#### BRANO RIPORTATO
▬▬▬

Sempre a fronte alta – Ultras chi?…

Rubrica di Paolo Rizzo

A distanza di quasi un mese da quel triste giorno, a tenere banco sulle notizie di cronaca nera, sono i fattacci di Milano che hanno narrato di uno scontro abbastanza violento tra ultras interisti ( con componenti di varese e marsiglia) e ultras napoletani. La morte di un ragazzo di trentacinque anni ha focalizzato l’attenzione di tutti quanti, non ultimi i politici che aspettano gli schermi a colori per potere emergere da quello squallido panorama in bianco e nero della nostra politica.

Tanto è stato scritto e raccontato su cosa è accaduto e naturalmente alte in cielo si sono levate le grida di condanna e di repressione verso queste forme di incivile esplosione di violenza ad orolegeria e programmata con il telecomando. Ognuno ha voluto dire e scrivere la sua, ma non sempre con razionalità e con la misurata oculatezza che deve contraddistinguere chi innanzitutto deve analizzare prima ancora che sentenziare.

La deriva del tifo ultras italiano è già cominciata da qualche anno e talune soluzioni repressive hanno ancor di più esasperato gli animi di chi, proprio con gli ultras, ha poco a che spartire e forse cerca una via di fuga per la propria repressione, all’obra delle folle di genti numerose e vocianti. Non è la prima volta che in pochi si mascherano da semplici spettatori per poi colpire nell’ombra sicuri dell’impunità beneficiata dalla massa che li circonda. Qualcuno dice che in Italia ci siano circa 6000 ultras delinquenti da eliminare e da reprimere per il bene del calcio e della stessa società italiana che del calcio ne subisce le conseguenze.

A tale analisi numerica e sociologica è giusto che si contrapponga una opinione diversa senza che questo significhi volere sdrammatizzare o minimizzare quello che è sotto gli occhi di tutti e cioè che né la politica, né i tutori dell’ordine, oggi sono in grado di garantire e cioè quell’ordine pubblico che sfugge al controllo tanto nelle piazze, quanto negli stadi, tanto nelle strade quanto nelle scuole.

Una società malata che soffre e che vive in apnea vede e subisce forme estreme di violenza e di intolleranza che si contrappongono a quei timidi messaggi di pace e di bontà rimasti tra le dita di anime che sfuggono a questa patetica realtà.

▬▬▬

#### DATI ESTRATTI
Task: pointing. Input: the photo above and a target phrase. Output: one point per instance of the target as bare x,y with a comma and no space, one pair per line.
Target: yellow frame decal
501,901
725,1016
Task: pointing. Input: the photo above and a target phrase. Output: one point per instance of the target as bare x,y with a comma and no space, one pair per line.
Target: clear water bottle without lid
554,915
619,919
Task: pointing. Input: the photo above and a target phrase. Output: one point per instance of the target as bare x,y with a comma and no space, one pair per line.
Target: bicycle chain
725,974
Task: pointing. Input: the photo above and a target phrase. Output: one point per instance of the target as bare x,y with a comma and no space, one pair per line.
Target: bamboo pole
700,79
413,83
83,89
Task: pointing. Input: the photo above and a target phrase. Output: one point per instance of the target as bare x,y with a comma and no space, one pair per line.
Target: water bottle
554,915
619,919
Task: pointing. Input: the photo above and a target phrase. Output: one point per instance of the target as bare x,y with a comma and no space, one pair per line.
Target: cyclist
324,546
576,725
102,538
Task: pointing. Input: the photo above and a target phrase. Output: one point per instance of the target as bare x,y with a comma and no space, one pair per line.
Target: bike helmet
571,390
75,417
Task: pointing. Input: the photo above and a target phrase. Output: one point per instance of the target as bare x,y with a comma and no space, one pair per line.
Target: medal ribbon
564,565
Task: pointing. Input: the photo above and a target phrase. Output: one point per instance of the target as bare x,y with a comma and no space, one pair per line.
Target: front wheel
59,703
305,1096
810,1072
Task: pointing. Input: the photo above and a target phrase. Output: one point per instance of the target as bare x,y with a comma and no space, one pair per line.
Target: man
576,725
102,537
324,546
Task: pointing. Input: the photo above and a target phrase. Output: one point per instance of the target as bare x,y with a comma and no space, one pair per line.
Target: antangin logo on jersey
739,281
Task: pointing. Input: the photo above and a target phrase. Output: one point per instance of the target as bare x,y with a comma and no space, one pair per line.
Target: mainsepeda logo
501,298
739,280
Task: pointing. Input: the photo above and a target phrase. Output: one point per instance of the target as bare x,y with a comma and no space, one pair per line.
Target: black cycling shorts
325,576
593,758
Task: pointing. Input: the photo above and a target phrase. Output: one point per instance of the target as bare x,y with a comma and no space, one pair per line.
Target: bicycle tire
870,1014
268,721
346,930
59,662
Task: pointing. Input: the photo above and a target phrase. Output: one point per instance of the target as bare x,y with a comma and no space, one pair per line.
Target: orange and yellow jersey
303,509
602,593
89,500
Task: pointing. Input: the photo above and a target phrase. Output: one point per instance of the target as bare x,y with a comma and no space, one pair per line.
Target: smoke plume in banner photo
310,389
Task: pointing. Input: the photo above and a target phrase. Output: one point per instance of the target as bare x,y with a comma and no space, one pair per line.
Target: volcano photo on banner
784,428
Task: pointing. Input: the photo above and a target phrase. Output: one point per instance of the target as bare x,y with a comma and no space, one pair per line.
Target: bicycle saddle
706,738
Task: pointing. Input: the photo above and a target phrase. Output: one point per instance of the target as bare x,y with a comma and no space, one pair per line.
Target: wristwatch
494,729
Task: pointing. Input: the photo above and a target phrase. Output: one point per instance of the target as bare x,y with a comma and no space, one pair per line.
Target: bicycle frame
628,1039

▬▬▬

#### COSA SERVE
Nel brano riportato, quanti anni aveva il ragazzo la cui morte ha attirato l'attenzione di tutti? Le righe provengono da una fonte diversa.

#### IN RISPOSTA
Il ragazzo aveva trentacinque anni.